## EXERCISE
Set down exactly the lines running from the line with "Find the white angel" to the end of the listing below, both ends included.

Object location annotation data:
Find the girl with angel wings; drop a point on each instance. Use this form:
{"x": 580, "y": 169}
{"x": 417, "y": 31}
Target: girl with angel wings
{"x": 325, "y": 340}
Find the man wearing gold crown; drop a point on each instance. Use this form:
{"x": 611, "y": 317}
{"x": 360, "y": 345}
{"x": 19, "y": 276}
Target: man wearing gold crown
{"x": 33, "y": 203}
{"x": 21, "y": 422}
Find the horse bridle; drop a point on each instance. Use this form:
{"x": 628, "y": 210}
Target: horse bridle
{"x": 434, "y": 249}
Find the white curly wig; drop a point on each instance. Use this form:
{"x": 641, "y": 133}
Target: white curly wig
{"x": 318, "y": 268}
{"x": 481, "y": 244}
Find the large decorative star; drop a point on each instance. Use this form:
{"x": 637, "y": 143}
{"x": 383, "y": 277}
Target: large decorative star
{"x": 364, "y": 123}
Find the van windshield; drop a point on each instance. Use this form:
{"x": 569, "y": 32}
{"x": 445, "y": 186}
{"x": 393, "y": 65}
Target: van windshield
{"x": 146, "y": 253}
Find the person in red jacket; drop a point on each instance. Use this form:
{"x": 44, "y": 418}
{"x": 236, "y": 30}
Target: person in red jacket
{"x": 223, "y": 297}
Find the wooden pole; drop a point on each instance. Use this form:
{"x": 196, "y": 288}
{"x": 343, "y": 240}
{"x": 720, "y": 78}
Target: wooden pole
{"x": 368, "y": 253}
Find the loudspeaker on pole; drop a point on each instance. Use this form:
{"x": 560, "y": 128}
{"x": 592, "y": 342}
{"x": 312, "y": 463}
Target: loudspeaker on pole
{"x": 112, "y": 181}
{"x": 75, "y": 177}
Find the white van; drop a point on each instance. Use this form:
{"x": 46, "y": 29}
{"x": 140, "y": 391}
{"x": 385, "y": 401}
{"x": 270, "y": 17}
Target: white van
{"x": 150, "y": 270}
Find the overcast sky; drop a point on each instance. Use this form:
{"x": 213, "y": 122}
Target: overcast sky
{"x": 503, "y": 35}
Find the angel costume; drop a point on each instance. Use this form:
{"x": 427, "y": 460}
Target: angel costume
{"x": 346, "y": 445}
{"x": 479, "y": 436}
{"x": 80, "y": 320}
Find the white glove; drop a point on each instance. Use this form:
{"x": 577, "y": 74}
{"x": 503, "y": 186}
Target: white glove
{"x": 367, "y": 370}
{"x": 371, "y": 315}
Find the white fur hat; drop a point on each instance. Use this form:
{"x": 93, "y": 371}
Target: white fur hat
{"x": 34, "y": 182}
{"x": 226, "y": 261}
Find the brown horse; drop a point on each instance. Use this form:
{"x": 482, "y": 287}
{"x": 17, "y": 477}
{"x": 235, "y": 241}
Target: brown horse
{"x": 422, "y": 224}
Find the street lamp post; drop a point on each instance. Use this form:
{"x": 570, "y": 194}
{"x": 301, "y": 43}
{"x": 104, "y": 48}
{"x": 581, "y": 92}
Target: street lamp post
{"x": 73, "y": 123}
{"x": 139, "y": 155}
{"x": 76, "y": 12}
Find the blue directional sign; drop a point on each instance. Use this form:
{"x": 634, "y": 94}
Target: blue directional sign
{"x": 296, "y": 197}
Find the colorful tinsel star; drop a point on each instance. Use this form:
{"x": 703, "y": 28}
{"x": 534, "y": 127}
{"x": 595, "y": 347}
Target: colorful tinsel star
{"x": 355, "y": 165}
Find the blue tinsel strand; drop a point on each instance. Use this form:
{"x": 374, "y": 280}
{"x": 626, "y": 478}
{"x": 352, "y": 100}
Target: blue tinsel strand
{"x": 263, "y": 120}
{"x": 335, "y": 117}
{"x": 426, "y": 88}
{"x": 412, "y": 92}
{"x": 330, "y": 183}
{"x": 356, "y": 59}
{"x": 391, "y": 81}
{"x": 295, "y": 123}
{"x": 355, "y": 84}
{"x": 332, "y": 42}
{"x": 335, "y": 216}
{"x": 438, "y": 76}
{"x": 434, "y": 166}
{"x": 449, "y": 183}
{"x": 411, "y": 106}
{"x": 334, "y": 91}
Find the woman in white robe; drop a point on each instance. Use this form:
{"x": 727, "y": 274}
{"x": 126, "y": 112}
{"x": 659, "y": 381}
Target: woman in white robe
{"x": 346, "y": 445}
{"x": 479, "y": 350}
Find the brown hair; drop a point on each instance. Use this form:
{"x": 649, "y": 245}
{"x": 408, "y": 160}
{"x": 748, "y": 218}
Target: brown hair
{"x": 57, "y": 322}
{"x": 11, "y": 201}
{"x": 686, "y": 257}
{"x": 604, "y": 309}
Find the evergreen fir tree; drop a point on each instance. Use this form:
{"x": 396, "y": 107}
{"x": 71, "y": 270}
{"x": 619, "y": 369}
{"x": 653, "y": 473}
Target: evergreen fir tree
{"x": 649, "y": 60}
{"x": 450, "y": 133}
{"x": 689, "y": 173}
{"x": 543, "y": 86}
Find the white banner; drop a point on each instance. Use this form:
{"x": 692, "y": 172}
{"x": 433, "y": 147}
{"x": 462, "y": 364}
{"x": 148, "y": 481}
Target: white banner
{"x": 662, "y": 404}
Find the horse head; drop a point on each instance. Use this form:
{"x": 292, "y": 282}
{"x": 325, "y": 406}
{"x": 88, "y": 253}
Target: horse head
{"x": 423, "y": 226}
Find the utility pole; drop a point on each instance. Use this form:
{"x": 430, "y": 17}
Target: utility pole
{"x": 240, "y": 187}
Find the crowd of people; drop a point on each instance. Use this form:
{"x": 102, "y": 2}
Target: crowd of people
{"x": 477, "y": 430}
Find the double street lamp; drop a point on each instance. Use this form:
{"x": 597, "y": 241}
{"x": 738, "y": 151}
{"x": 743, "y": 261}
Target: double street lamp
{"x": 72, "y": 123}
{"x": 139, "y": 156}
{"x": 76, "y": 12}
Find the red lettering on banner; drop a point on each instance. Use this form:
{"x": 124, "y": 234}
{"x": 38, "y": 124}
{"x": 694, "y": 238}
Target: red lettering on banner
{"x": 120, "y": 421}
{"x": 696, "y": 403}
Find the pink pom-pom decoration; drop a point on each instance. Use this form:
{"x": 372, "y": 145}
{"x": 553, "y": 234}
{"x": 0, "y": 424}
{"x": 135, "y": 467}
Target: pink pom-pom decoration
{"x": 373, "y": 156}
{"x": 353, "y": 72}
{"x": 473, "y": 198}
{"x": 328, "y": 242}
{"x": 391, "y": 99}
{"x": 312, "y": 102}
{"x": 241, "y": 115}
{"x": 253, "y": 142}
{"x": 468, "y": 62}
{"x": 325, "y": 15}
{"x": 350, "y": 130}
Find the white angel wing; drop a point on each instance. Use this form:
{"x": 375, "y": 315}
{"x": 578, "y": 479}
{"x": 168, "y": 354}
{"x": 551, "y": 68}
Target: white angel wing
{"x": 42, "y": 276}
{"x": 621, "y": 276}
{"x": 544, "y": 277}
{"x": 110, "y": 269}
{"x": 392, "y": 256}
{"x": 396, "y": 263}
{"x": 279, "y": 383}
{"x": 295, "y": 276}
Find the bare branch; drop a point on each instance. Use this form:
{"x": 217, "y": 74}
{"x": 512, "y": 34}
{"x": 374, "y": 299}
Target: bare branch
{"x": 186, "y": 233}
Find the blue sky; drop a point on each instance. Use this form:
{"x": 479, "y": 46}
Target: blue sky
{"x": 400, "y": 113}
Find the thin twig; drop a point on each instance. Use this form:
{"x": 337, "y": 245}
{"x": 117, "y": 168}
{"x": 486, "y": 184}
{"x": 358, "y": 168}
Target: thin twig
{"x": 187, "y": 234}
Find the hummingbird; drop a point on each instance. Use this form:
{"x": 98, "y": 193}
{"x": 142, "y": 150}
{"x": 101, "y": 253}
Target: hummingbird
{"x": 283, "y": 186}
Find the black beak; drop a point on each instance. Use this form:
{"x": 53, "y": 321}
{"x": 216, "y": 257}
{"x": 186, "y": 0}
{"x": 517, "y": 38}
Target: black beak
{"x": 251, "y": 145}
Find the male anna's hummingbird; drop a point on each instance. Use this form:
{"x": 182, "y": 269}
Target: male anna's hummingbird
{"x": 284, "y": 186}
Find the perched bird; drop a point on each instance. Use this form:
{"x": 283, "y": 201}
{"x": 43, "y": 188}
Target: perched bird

## OUTPUT
Find the white angel wing; drop a point on each instance. Use this form:
{"x": 375, "y": 315}
{"x": 578, "y": 479}
{"x": 168, "y": 354}
{"x": 551, "y": 68}
Target: white angel wing
{"x": 42, "y": 276}
{"x": 621, "y": 276}
{"x": 544, "y": 277}
{"x": 110, "y": 269}
{"x": 392, "y": 256}
{"x": 396, "y": 263}
{"x": 279, "y": 383}
{"x": 295, "y": 276}
Find the bare branch; drop a point on each instance. Use this form:
{"x": 217, "y": 74}
{"x": 512, "y": 34}
{"x": 374, "y": 299}
Target: bare branch
{"x": 186, "y": 233}
Find the blue sky; drop a point on each instance. Use this form:
{"x": 479, "y": 46}
Target: blue sky
{"x": 400, "y": 113}
Find the thin twig; drop a point on each instance. Use this form:
{"x": 337, "y": 245}
{"x": 117, "y": 168}
{"x": 486, "y": 184}
{"x": 358, "y": 168}
Target: thin twig
{"x": 187, "y": 234}
Find the hummingbird; drop a point on each instance. Use this form:
{"x": 98, "y": 193}
{"x": 142, "y": 150}
{"x": 101, "y": 253}
Target: hummingbird
{"x": 283, "y": 186}
Find the black beak; drop a point on each instance. Use this form:
{"x": 53, "y": 321}
{"x": 216, "y": 257}
{"x": 186, "y": 0}
{"x": 517, "y": 38}
Target: black beak
{"x": 251, "y": 145}
Find the male anna's hummingbird; drop a point on each instance. Use this form:
{"x": 182, "y": 269}
Target: male anna's hummingbird
{"x": 284, "y": 186}
Find the perched bird; drop a point on each instance. Use this form:
{"x": 283, "y": 201}
{"x": 43, "y": 188}
Target: perched bird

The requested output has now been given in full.